[What the task requires]
In the entries below, begin at the line that has "The grounding module scans the image above for the sedan grille" and stop after the line that has "(0, 235), (1250, 345)". Write those lines out again with "rectangular regions" replaced by "bounding boxes" and everything else unchanged, leaving the pictures out.

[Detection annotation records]

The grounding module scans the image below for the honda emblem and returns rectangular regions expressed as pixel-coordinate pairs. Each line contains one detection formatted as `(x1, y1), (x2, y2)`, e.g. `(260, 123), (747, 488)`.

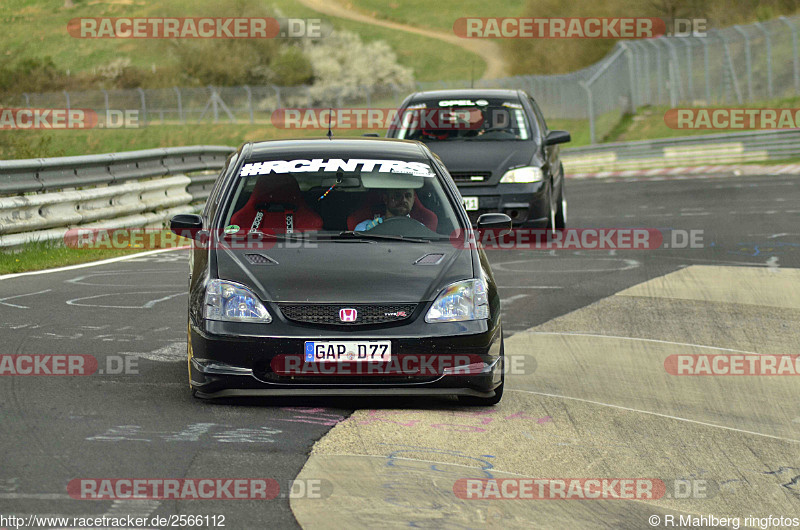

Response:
(339, 307), (358, 322)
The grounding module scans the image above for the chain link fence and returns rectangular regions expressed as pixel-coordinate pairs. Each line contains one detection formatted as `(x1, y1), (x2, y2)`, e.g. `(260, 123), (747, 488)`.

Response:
(8, 16), (800, 143)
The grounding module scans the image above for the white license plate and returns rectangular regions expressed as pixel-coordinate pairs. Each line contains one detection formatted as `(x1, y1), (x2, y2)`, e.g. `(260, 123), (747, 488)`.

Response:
(304, 340), (392, 363)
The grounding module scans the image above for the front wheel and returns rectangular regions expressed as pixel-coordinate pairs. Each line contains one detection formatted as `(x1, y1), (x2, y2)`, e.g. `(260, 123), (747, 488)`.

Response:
(458, 374), (506, 407)
(553, 184), (567, 230)
(458, 338), (506, 407)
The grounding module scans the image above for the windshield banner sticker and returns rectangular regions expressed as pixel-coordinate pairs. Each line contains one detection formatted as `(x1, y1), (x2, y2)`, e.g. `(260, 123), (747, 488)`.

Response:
(239, 158), (435, 177)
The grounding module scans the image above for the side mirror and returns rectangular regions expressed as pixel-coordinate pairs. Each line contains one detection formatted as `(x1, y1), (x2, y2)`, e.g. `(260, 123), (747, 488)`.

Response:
(544, 131), (572, 145)
(475, 213), (512, 230)
(169, 213), (203, 239)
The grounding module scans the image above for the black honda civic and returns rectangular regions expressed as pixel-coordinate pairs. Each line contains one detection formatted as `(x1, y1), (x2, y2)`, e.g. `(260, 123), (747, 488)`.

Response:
(171, 138), (511, 405)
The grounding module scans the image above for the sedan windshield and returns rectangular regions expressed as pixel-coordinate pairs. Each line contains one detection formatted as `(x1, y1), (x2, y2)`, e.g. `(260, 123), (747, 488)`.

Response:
(223, 158), (466, 238)
(389, 98), (533, 143)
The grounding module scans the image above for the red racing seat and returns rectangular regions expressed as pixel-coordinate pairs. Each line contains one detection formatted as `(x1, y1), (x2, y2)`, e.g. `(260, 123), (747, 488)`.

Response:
(347, 190), (439, 232)
(231, 174), (322, 234)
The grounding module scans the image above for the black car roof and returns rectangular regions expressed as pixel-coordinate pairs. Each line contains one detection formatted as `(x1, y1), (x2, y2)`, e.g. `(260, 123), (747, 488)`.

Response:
(240, 137), (430, 159)
(411, 88), (519, 101)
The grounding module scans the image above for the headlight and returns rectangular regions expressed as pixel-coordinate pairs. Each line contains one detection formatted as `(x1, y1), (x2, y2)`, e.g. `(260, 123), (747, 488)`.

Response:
(500, 167), (544, 184)
(425, 280), (489, 322)
(203, 280), (272, 323)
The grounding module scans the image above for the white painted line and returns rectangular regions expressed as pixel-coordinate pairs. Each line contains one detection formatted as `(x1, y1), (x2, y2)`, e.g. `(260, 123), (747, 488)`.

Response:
(497, 285), (563, 289)
(506, 388), (800, 443)
(502, 294), (530, 304)
(767, 256), (780, 272)
(0, 493), (72, 501)
(528, 331), (767, 355)
(0, 247), (189, 280)
(0, 289), (52, 309)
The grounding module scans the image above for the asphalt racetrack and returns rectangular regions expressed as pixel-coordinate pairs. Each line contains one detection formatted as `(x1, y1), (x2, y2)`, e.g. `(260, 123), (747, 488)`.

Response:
(0, 171), (800, 529)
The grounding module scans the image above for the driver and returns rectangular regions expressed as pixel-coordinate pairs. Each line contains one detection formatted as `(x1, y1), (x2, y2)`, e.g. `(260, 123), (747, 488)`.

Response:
(355, 189), (414, 232)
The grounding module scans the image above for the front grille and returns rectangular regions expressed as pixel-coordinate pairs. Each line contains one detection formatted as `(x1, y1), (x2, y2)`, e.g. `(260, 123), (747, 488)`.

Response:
(278, 304), (417, 326)
(450, 171), (492, 184)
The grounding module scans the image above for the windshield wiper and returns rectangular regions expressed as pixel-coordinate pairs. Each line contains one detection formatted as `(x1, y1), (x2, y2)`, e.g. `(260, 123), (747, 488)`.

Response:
(337, 230), (431, 243)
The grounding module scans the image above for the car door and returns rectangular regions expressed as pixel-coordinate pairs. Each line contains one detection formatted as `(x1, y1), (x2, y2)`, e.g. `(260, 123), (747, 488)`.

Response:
(528, 96), (563, 194)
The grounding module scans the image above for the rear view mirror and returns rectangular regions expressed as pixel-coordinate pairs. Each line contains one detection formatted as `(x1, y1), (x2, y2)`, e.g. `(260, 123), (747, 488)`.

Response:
(169, 213), (203, 239)
(476, 213), (512, 230)
(544, 131), (572, 145)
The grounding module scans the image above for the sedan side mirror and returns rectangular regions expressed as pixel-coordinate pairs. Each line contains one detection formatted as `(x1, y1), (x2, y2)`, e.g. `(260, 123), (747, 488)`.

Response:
(169, 213), (203, 239)
(476, 213), (512, 230)
(544, 131), (572, 145)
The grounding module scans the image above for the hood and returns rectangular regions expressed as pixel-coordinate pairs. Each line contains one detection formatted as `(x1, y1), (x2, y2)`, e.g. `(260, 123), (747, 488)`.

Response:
(215, 241), (473, 304)
(426, 140), (536, 182)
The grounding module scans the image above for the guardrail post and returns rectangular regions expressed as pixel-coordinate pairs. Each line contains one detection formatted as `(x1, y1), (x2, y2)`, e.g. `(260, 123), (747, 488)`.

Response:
(172, 86), (186, 123)
(579, 81), (597, 145)
(136, 87), (147, 125)
(272, 85), (282, 109)
(103, 89), (110, 120)
(709, 31), (743, 105)
(753, 22), (772, 98)
(645, 37), (664, 105)
(619, 41), (638, 114)
(700, 38), (711, 105)
(683, 37), (694, 103)
(641, 42), (653, 105)
(778, 17), (800, 94)
(244, 85), (255, 123)
(733, 24), (753, 101)
(663, 38), (684, 107)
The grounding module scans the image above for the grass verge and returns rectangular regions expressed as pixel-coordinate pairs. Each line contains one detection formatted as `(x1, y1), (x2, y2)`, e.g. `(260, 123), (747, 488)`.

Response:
(0, 241), (150, 274)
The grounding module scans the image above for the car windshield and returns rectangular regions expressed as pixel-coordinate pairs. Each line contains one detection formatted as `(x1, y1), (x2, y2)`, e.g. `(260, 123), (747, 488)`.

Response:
(222, 157), (466, 241)
(389, 98), (533, 143)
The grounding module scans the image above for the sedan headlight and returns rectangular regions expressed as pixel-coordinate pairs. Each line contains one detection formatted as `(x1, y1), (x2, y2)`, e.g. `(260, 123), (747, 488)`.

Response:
(500, 166), (544, 184)
(425, 280), (489, 322)
(203, 280), (272, 323)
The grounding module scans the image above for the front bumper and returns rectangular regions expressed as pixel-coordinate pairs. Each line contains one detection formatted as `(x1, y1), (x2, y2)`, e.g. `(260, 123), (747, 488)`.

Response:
(458, 181), (550, 228)
(189, 319), (503, 397)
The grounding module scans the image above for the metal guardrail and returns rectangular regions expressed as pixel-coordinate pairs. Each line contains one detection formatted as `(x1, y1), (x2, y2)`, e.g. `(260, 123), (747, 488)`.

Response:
(0, 145), (234, 195)
(0, 130), (800, 247)
(562, 129), (800, 171)
(0, 146), (235, 247)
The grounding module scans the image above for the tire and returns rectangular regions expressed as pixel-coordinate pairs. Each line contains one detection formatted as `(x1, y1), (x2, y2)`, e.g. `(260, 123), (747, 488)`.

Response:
(555, 184), (567, 230)
(458, 375), (506, 407)
(458, 338), (506, 407)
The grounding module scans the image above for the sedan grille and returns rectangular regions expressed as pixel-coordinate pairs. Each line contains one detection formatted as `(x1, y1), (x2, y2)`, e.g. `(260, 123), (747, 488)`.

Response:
(278, 304), (417, 326)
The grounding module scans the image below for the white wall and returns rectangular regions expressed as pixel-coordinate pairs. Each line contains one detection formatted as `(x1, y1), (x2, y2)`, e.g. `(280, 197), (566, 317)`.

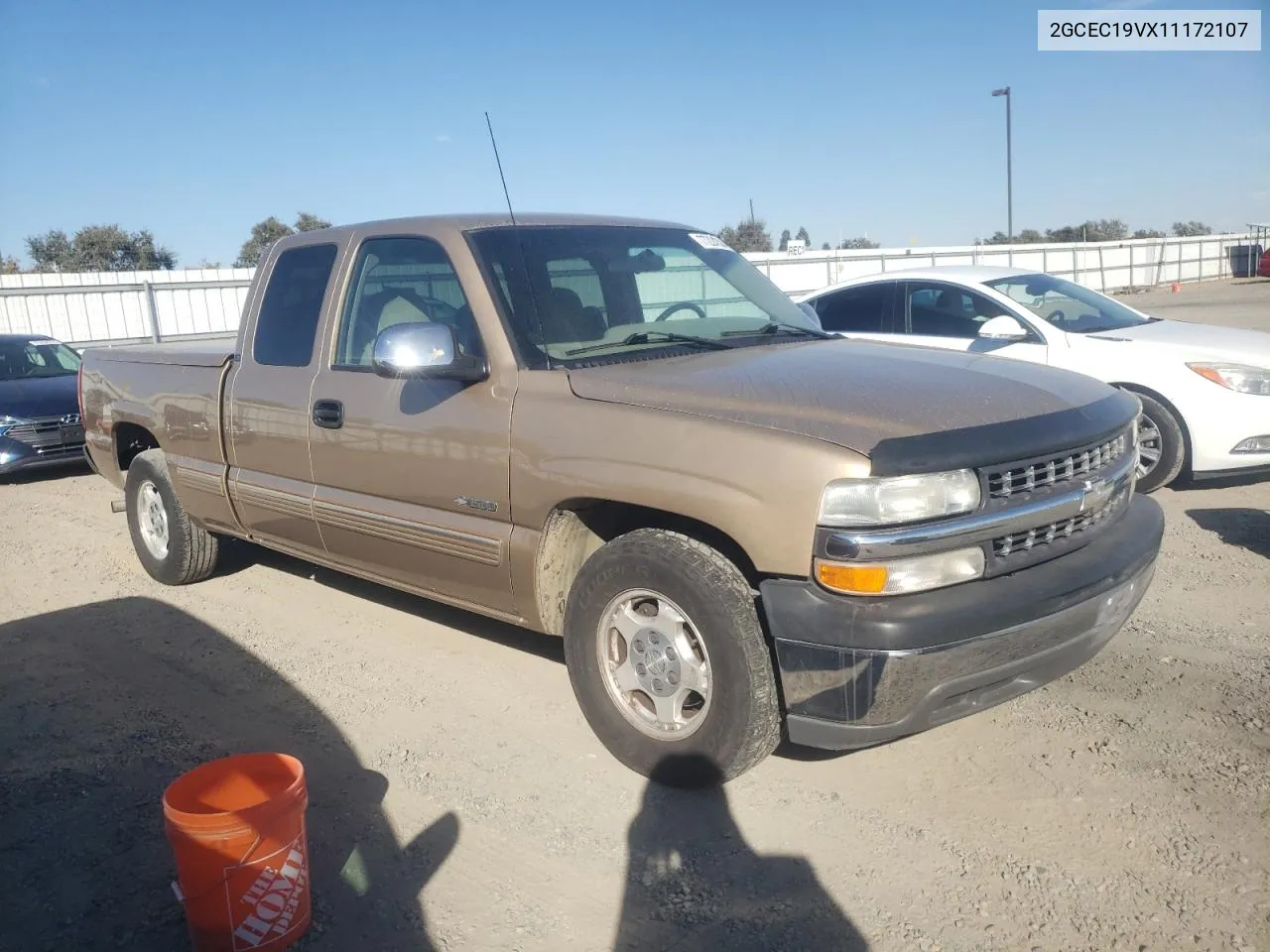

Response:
(0, 235), (1250, 345)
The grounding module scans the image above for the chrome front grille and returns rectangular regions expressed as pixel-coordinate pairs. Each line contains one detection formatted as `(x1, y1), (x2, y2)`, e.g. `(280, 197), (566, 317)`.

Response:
(985, 430), (1133, 499)
(992, 490), (1129, 558)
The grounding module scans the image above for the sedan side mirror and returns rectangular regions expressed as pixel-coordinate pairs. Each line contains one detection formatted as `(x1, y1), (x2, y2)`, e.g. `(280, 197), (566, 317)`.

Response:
(371, 322), (489, 381)
(979, 313), (1028, 340)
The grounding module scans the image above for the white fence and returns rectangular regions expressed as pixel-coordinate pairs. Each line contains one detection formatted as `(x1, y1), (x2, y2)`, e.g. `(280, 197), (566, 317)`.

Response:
(0, 235), (1252, 348)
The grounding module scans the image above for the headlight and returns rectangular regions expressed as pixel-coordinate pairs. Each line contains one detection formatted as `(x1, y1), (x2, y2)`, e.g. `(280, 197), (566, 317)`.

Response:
(818, 470), (979, 527)
(816, 545), (987, 595)
(0, 414), (31, 436)
(1187, 363), (1270, 396)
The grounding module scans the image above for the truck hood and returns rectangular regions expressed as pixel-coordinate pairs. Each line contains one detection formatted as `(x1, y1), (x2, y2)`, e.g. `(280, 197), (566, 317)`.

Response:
(1077, 320), (1270, 367)
(569, 339), (1137, 475)
(0, 373), (78, 418)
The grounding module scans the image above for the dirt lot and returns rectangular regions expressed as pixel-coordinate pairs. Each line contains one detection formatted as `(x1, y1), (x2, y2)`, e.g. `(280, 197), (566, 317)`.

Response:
(0, 282), (1270, 952)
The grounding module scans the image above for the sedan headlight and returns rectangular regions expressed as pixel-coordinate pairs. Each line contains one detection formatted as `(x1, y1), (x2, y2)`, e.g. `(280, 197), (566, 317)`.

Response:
(818, 470), (979, 527)
(1187, 363), (1270, 396)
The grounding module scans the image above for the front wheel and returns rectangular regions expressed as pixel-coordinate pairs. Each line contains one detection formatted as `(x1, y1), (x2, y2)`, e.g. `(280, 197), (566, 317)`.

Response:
(123, 449), (219, 585)
(1134, 394), (1187, 494)
(564, 530), (780, 787)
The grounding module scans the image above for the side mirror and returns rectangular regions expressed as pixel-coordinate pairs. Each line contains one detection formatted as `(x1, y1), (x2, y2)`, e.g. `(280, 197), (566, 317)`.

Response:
(371, 322), (489, 381)
(979, 313), (1028, 340)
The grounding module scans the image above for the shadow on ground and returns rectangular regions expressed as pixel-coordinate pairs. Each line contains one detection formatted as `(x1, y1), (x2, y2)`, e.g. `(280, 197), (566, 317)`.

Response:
(0, 598), (458, 952)
(216, 539), (564, 663)
(615, 757), (869, 952)
(1187, 509), (1270, 558)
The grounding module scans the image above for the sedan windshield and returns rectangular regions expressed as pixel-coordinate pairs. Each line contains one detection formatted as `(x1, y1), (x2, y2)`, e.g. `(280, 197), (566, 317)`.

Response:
(471, 225), (828, 367)
(984, 274), (1160, 334)
(0, 340), (80, 380)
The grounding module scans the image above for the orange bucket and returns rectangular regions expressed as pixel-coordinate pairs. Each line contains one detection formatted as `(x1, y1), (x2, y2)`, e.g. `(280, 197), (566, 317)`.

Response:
(163, 754), (310, 952)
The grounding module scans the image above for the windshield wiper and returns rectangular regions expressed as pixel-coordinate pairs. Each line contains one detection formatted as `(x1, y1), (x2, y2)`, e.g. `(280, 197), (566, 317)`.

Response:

[Answer to the problem]
The grounding module scans the image above for the sedan grille and returns bounding boxes expressed as pixel-coordinate pairs. Each line contains one detection formatted as `(x1, y1), (x2, y2)`, e.g. `(260, 123), (747, 488)`.

Response:
(278, 304), (417, 326)
The grounding module scans the image below for the white wall and returns bounding boxes expressed as pixel-coordinate pairs. Each line contains one detection formatted as `(x1, y1), (x2, y2)`, e.g. `(280, 197), (566, 317)`.


Response:
(0, 235), (1250, 345)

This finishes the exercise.